Set problem:
Every line of the material is to be quoted verbatim, minus the pictures.

• • •

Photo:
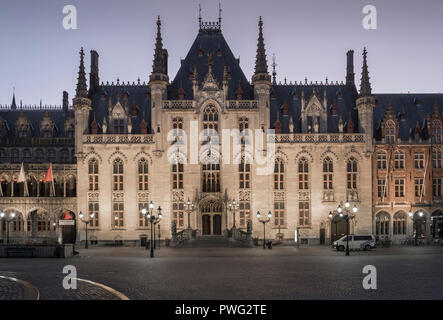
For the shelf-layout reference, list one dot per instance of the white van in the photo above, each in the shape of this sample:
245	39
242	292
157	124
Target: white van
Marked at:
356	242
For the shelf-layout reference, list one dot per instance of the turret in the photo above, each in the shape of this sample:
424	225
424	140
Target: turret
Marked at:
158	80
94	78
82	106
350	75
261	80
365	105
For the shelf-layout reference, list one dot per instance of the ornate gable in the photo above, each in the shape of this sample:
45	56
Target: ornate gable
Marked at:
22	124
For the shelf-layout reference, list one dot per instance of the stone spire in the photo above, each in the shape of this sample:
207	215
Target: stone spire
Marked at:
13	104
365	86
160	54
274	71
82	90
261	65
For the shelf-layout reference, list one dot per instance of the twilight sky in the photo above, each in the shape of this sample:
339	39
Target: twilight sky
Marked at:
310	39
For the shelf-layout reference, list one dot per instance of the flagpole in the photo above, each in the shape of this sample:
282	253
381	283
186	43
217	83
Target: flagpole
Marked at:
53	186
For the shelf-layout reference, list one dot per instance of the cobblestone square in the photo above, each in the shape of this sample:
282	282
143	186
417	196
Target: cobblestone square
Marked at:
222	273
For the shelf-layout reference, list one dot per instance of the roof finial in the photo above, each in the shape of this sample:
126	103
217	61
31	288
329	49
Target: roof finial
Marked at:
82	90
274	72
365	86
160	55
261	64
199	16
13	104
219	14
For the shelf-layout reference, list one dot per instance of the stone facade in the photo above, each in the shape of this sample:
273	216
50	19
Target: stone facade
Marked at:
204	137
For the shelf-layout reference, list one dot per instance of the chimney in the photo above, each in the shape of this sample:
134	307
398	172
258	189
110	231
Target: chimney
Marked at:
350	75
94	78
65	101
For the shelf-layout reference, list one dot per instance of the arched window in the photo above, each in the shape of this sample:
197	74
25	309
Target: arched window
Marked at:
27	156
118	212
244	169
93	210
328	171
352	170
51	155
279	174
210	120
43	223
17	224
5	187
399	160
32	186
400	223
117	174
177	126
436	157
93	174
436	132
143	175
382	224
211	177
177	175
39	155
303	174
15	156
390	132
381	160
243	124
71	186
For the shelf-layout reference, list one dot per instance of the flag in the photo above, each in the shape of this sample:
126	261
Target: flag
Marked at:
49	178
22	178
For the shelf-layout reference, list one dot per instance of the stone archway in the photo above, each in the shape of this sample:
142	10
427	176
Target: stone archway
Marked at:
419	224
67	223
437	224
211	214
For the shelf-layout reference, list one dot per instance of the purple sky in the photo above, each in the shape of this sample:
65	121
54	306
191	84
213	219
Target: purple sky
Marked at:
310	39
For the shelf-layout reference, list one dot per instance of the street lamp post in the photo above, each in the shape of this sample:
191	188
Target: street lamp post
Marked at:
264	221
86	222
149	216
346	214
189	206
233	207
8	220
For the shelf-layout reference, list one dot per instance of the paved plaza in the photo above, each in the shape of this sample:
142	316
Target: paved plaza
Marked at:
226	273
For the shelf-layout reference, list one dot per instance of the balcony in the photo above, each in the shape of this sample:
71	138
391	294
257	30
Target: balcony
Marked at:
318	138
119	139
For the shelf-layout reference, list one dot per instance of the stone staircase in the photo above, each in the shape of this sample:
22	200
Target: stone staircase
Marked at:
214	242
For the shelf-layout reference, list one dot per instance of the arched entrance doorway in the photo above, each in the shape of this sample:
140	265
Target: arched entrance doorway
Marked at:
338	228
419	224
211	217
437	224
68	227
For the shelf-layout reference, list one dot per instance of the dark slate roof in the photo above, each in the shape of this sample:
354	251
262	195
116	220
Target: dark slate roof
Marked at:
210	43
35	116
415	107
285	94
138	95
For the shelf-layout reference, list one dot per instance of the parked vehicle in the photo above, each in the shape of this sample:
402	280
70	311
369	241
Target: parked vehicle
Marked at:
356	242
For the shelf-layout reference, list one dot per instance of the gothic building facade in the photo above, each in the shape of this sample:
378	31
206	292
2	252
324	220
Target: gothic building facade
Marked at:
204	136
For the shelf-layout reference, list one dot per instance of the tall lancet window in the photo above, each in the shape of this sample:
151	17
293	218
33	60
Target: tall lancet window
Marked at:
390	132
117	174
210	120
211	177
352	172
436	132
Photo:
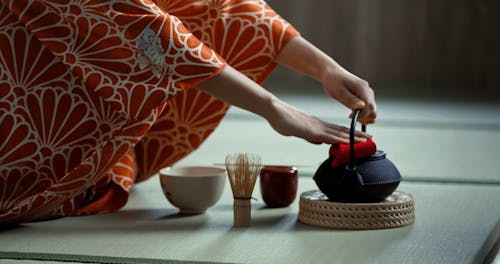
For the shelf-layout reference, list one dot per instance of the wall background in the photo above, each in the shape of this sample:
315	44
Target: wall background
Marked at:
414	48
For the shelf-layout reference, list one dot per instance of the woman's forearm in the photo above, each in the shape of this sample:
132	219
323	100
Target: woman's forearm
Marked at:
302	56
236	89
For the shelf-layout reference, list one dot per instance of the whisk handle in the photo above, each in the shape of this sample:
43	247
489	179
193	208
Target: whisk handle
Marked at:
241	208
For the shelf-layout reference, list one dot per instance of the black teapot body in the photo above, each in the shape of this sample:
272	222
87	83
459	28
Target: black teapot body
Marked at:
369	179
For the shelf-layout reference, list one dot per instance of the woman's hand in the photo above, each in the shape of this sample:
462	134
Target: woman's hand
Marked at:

• • •

Reply:
Photo:
For the shelf-layout reference, list one dot per instance of the white van in the photo above, each in the shape of this sample:
245	39
242	292
157	124
Target: white van
Marked at:
356	242
For the shelf-layout reference, list one dot per instance of the turret in the photo above, each in the shape of this sample:
424	225
424	140
Target: turret
Marked at:
158	80
94	78
82	106
350	75
261	80
365	105
For the shelf-layout reference, list one dot per instance of the ornate gable in the photo above, each in the shape of this sample:
45	56
Target: ornate gable
Marked at:
22	124
For the shelf-layout reference, list one dot per instance of the stone spire in the photo above, each in the shape of this sample:
207	215
Target: stone spire
Marked at:
13	104
365	86
160	54
274	71
82	90
261	65
For the shelf-layout reference, list one dot per instance of the twilight sky in the photo above, each in the shape of this sample:
339	39
Target: twilight sky
Marked at:
310	39
For the shelf-layout reference, list one dot per instance of the flagpole in the photo above, each in the shape of this sample:
282	253
381	283
186	43
217	83
Target: flagpole
Marked at:
53	186
For the shelf-layout reference, list one dot per instance of the cobblestone square in the photo above, each in the shape of this sample:
282	282
143	186
417	196
Target: cobblestone square
Marked at:
222	273
For the shelf-layout reference, list one dot per instance of the roof finial in the photo above, each in the shape of this sample:
126	103
217	61
31	288
329	49
Target: roof finial
Marked at:
82	90
274	72
365	86
160	55
261	64
199	16
13	104
219	14
For the shelf-layout reference, list one dot per instance of the stone facade in the photo above, each in the shape of this sample:
273	216
50	19
Target: stone facade
Marked at:
204	137
For the shelf-layout reference, list one dot per instance of the chimney in the photo above, each in the shape of this sample:
134	307
398	172
258	189
110	231
Target: chimney
Marked at:
350	75
94	78
65	101
For the shelf-layout reference, list one dot per instance of the arched window in the photo above, each in the shape of this sample:
197	74
25	309
Target: arched window
Marked at:
27	156
118	212
244	169
93	210
328	171
352	170
51	155
279	174
210	120
43	223
17	224
5	187
399	160
32	186
400	223
117	174
177	126
436	157
93	174
436	132
143	175
382	224
211	177
177	175
39	155
303	174
15	156
390	132
381	160
243	124
71	186
For the shelf-layout reference, list one dot per instance of the flag in the photo above, each in the shape of this sample:
126	261
Target: flag
Marked at:
49	178
22	178
For the shelf-layout reference, list one dot per instance of the stone archway in the photo above, each in the shape of this sample:
142	10
427	176
Target: stone archway
Marked at:
419	224
67	223
437	224
211	214
For the shelf-layout reference, list one dot per instance of the purple sky in the photo above, each in the shape of this sample:
65	121
54	306
191	84
213	219
Target: purple sky
Marked at:
310	39
For the shelf-layout reference, list one dot per instance of the street lamp post in the photo above, each in the shape of this sample:
191	188
Target: street lamp post
Marked at:
264	221
86	222
149	216
346	214
189	206
233	207
8	220
For the shelf-layout reference, list one dot per instance of the paved plaza in the photo above, each in the shape of this sample:
142	316
Target: paved plaza
Marked at:
226	273
For the shelf-layout reference, list one dot per instance of the balcony in the photo above, each in the shape of this sample:
71	138
391	294
257	30
Target: balcony
Marked at:
318	138
119	139
For the shelf-layout reference, list one dot per instance of the stone staircase in the photo above, each in the shape of this sample:
22	200
Target: stone staircase
Marked at:
214	242
For the shelf-layout reference, list one dot per instance of the arched entrance doorway in the photo above, each in the shape of this sample:
140	265
Target: arched entrance doorway
Marked at:
338	228
419	224
211	217
437	224
68	227
For the shelf-layout reference, list one dot per instance of the dark slate roof in the photo above, each in the shape of this sample:
354	251
262	195
116	220
Target: dark slate roof
Marked at:
210	43
35	116
415	107
285	94
138	95
For the shelf-layout reference, list one dot per instance of the parked vehicle in the photo above, each in the shape of this sample:
402	280
70	311
369	241
Target: parked vehicle
Marked at:
356	242
For the shelf-layout reference, list one dot per instance of the gothic building facade in the photo above, each in the shape of this sample:
378	31
206	292
2	252
324	220
Target: gothic building facade
Marked at:
204	136
For the shelf-layout reference, list one dot per instance of the tall lancet window in the photo above, each in the shape of this sample:
151	17
293	218
33	60
Target: tall lancet window
Marked at:
390	132
117	174
210	120
211	177
352	172
436	132
Photo:
For the shelf-layout reference, list one dot per instance of the wall background in the photo above, each in the shape of this sample:
315	44
Target: wall background
Marked at:
414	48
For the shelf-layout reference, list one dot per instance of the woman's forearm in the photo above, each in the shape of this sample:
132	219
323	100
Target: woman's forearm
Marked at:
302	56
236	89
For the shelf-layout reference, list one dot per instance of the whisk handle in the photo above, each in the shape of this sample:
43	247
489	179
193	208
Target: whisk handle
Marked at:
241	208
For the shelf-layout reference, list one dot per instance of the black teapot body in the photo above, each in the shape of this sample:
272	222
87	83
459	28
Target: black teapot body
Marked at:
369	179
For the shelf-layout reference, list one dot per instance of the woman's hand in the photo above, each in the shape of this sample:
462	134
Target: woman's hand
Marked at:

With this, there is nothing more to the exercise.